**What is needed:** Please check every line of the listing for "sleeve" and copy each line where it is found.

**Available data:**
▶
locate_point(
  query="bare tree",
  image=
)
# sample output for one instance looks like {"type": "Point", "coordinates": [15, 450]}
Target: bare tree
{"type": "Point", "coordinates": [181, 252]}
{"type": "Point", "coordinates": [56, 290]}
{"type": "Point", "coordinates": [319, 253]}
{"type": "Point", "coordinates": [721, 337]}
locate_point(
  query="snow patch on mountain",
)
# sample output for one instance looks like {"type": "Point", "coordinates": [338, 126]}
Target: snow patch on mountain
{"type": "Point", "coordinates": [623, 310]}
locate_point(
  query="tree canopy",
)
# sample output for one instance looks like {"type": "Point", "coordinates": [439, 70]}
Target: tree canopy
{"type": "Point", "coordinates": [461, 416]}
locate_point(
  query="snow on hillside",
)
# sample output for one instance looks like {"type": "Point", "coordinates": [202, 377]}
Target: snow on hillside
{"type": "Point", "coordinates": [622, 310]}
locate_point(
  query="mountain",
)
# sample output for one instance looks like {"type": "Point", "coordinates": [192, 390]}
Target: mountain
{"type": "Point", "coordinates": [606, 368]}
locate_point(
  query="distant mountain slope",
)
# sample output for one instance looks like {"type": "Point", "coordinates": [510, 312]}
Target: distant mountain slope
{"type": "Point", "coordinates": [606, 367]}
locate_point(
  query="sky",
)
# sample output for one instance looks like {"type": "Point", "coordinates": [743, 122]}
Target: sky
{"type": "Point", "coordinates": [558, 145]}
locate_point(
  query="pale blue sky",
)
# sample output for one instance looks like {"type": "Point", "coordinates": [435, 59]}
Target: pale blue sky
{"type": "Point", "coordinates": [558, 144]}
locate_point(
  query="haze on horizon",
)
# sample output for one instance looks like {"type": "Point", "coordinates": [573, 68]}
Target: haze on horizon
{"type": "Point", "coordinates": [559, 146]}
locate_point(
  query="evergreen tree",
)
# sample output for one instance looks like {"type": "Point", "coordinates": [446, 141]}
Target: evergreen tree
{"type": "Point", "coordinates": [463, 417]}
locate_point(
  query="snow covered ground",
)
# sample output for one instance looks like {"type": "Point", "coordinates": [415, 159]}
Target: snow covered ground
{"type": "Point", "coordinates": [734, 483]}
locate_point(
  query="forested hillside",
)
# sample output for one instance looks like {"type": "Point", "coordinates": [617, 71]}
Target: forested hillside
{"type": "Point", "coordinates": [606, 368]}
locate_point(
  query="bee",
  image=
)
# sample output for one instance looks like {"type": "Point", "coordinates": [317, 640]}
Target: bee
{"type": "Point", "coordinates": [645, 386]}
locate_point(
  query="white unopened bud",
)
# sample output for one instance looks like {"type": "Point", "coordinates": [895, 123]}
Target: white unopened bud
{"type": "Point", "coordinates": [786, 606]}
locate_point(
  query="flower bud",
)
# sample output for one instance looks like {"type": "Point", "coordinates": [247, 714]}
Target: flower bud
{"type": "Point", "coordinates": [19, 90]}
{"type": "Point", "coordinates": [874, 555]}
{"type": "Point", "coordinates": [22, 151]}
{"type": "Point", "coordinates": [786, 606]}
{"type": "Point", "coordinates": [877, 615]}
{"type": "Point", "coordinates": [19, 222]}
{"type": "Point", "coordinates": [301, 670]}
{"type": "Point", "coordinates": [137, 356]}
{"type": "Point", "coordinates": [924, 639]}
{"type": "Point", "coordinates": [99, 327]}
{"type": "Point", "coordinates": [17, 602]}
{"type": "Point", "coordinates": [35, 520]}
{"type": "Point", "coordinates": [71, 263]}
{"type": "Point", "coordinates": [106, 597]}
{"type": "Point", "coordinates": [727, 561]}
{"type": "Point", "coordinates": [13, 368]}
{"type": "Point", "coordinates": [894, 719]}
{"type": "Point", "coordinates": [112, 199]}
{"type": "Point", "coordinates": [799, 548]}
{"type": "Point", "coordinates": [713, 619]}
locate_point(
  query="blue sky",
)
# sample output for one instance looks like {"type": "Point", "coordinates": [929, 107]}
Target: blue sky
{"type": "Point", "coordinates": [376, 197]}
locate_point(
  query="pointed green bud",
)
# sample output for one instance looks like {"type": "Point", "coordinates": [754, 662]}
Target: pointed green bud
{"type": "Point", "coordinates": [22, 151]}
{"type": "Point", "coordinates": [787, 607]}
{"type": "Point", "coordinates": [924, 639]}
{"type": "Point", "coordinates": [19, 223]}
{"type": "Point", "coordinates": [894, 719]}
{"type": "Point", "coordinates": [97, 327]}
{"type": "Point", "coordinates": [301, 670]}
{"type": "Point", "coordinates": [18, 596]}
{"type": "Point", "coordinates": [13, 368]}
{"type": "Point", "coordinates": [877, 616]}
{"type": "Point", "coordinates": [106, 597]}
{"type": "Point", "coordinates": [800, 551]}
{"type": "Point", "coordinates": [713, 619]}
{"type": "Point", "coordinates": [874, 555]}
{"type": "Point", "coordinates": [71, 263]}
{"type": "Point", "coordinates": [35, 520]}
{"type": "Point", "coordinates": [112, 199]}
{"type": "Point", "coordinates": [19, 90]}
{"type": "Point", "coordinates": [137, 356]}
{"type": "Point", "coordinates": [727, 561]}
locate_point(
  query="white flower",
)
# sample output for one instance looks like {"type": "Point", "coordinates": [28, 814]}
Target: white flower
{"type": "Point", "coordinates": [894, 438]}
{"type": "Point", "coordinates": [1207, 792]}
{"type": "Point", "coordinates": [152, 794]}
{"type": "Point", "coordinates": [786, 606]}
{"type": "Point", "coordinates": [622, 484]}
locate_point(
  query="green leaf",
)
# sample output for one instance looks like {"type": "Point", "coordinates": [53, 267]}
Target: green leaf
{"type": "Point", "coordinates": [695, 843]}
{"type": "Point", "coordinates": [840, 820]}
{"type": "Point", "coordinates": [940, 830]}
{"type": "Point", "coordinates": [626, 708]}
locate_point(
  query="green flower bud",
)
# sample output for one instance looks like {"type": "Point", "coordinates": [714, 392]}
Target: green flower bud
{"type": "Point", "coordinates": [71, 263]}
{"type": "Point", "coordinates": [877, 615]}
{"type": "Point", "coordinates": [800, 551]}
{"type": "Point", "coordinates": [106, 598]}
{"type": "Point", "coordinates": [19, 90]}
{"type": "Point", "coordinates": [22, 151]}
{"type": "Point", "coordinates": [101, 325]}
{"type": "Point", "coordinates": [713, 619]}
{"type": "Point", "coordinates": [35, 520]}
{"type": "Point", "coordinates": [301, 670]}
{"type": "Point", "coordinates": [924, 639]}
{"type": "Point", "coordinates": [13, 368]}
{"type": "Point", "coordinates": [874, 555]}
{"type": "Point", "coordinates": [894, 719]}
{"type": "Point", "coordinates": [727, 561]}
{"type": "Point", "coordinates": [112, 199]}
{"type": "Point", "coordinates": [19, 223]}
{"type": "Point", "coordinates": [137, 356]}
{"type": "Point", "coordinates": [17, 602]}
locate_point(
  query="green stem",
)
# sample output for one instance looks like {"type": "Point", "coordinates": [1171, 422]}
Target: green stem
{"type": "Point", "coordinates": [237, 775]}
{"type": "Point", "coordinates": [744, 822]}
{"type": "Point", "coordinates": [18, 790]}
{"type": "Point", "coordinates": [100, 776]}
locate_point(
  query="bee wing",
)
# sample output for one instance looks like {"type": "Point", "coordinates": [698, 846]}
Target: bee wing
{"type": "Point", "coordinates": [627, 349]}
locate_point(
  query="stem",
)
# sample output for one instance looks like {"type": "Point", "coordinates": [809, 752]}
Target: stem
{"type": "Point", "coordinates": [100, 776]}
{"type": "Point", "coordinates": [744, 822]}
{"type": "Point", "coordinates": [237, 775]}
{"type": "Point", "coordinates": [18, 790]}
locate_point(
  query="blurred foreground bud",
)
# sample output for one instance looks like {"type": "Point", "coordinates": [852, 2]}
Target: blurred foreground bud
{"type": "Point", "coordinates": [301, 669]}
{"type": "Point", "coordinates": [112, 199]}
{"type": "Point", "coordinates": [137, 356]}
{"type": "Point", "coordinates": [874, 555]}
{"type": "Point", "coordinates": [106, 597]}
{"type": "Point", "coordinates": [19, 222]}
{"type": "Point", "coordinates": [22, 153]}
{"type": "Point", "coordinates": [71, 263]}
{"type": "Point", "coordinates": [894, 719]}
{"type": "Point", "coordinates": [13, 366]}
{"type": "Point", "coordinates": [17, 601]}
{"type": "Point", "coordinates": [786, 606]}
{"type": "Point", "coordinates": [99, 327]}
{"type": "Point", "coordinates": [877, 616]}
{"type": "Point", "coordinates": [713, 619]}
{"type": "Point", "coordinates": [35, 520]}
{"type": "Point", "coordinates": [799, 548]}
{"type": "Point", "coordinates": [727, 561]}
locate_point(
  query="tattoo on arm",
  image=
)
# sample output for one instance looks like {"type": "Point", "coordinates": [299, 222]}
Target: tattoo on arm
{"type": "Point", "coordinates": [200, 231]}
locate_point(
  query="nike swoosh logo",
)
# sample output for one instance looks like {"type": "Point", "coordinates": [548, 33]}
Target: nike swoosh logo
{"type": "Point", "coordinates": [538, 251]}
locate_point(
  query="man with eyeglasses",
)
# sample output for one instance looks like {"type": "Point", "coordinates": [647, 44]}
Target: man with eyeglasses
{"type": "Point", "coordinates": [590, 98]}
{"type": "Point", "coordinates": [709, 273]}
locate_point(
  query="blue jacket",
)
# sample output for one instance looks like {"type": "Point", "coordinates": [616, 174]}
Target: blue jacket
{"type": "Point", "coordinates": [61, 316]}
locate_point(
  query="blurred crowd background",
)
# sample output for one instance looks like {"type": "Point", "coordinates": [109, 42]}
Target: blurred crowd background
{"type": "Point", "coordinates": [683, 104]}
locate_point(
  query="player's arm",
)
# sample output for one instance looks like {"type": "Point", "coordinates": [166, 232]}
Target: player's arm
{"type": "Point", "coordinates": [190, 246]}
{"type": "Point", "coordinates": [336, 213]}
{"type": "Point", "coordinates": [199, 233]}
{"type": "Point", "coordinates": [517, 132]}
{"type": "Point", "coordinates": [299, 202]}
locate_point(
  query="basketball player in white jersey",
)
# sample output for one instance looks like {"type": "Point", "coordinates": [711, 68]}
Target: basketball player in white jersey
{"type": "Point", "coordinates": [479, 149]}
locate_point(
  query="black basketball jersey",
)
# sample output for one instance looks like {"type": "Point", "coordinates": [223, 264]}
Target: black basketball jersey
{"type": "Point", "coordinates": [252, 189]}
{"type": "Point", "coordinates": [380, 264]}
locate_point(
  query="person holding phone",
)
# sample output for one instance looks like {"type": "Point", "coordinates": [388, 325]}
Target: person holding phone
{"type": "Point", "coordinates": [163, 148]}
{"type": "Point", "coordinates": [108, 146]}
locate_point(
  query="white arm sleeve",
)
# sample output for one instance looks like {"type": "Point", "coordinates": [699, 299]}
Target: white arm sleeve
◀
**Exercise solution:**
  query="white arm sleeve",
Target: white arm sleeve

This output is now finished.